__Exercise directions__: Every picture is to be removed, and all the data is to be copied exactly.

==== Available data ====

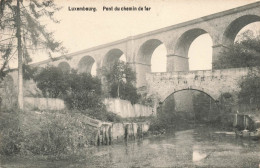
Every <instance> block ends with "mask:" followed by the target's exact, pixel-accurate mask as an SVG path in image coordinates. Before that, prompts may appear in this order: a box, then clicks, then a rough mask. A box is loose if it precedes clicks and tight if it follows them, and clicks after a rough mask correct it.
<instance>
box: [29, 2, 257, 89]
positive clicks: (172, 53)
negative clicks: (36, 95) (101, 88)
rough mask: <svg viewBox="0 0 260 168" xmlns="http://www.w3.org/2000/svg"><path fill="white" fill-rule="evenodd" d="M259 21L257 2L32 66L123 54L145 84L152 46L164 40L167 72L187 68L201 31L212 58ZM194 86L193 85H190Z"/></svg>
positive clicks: (81, 61)
mask: <svg viewBox="0 0 260 168" xmlns="http://www.w3.org/2000/svg"><path fill="white" fill-rule="evenodd" d="M257 21H260V2H256V3H252V4H248V5H245V6H241V7H238V8H234V9H230V10H227V11H223V12H219V13H216V14H212V15H208V16H204V17H201V18H198V19H194V20H191V21H187V22H184V23H180V24H176V25H173V26H169V27H165V28H162V29H158V30H154V31H151V32H147V33H143V34H139V35H136V36H132V37H127V38H125V39H122V40H118V41H115V42H111V43H108V44H104V45H100V46H97V47H93V48H89V49H86V50H82V51H79V52H75V53H71V54H68V55H65V56H61V57H59V58H57V61H54V62H52V61H51V60H47V61H43V62H40V63H37V64H34V66H46V65H48V64H51V65H54V66H58V65H60V63H61V62H64V63H62V64H63V66H61V65H60V66H61V67H63V68H65V69H68V66H67V65H66V67H67V68H66V67H65V63H67V64H69V68H70V69H72V68H73V69H78V71H79V72H90V71H91V69H92V67H93V64H96V68H97V69H98V68H101V67H110V66H112V65H113V63H114V62H116V61H118V60H119V58H120V57H121V56H122V55H123V54H124V56H125V57H126V62H127V63H128V64H130V65H131V67H132V68H133V69H134V71H136V73H137V83H136V86H137V87H142V86H146V84H147V81H146V80H145V75H146V73H149V72H151V59H152V54H153V52H154V50H155V49H156V48H157V47H158V46H159V45H161V44H163V45H164V46H165V48H166V51H167V72H176V71H189V61H188V59H189V58H188V51H189V48H190V45H191V43H192V42H193V41H194V40H195V39H196V38H197V37H199V36H200V35H202V34H206V33H207V34H208V35H209V36H210V37H211V39H212V44H213V46H212V50H213V53H212V62H214V61H216V60H217V59H218V57H219V54H220V53H221V52H223V51H224V50H225V49H226V48H227V47H228V46H229V45H230V44H233V42H234V40H235V37H236V35H237V34H238V32H239V31H240V30H241V29H242V28H243V27H244V26H246V25H248V24H250V23H253V22H257ZM193 87H195V86H193Z"/></svg>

====

__Response area__:
Every <instance> block ends with "mask:" followed by the target's exact, pixel-accurate mask as an SVG path in image coordinates. Before that, prompts may appear in this order: a box, then clicks, then a rough mask. A box is loose if it precedes clicks and tight if it follows them, and clicks after a rough mask correct it.
<instance>
box: [29, 2, 257, 89]
positive clicks: (172, 53)
negative clicks: (36, 95) (101, 88)
rough mask: <svg viewBox="0 0 260 168" xmlns="http://www.w3.org/2000/svg"><path fill="white" fill-rule="evenodd" d="M259 21L257 2L32 66L123 54L145 84L152 46L164 40L167 72L187 68L201 31L212 58ZM194 86L193 85H190Z"/></svg>
positive clicks: (81, 61)
mask: <svg viewBox="0 0 260 168" xmlns="http://www.w3.org/2000/svg"><path fill="white" fill-rule="evenodd" d="M257 21H260V2H256V3H252V4H248V5H245V6H241V7H238V8H234V9H230V10H227V11H223V12H219V13H216V14H212V15H208V16H204V17H201V18H198V19H194V20H191V21H187V22H184V23H180V24H176V25H173V26H169V27H165V28H162V29H158V30H154V31H151V32H147V33H143V34H139V35H136V36H132V37H127V38H125V39H122V40H118V41H115V42H111V43H108V44H104V45H100V46H97V47H93V48H89V49H86V50H82V51H79V52H75V53H71V54H68V55H65V56H61V57H59V58H57V61H54V62H52V61H51V60H47V61H43V62H40V63H37V64H34V66H46V65H48V64H51V65H54V66H58V65H60V63H61V62H64V63H62V64H63V66H61V65H60V66H61V67H63V68H65V69H68V66H67V65H66V67H67V68H66V67H65V63H67V64H69V68H70V69H72V68H73V69H78V71H79V72H90V71H91V69H92V67H93V64H96V68H97V69H98V68H101V67H110V66H112V65H113V63H114V62H116V61H118V60H119V58H120V57H121V56H122V55H123V54H124V56H125V57H126V62H127V63H128V64H130V65H131V67H132V68H133V69H134V71H136V73H137V83H136V86H137V87H142V86H146V84H147V81H146V80H145V75H146V73H149V72H151V59H152V54H153V52H154V50H155V49H156V48H157V47H158V46H159V45H161V44H163V45H164V46H165V48H166V51H167V72H176V71H189V61H188V59H189V58H188V51H189V48H190V45H191V43H192V42H193V41H194V40H195V39H196V38H197V37H199V36H200V35H202V34H206V33H207V34H208V35H209V36H210V37H211V39H212V44H213V46H212V50H213V53H212V62H214V61H216V60H217V59H218V57H219V54H220V53H221V52H223V51H224V50H225V49H226V48H227V47H228V46H229V45H230V44H233V42H234V40H235V37H236V35H237V34H238V32H239V31H240V30H241V29H242V28H243V27H244V26H246V25H248V24H250V23H253V22H257ZM193 87H195V86H193Z"/></svg>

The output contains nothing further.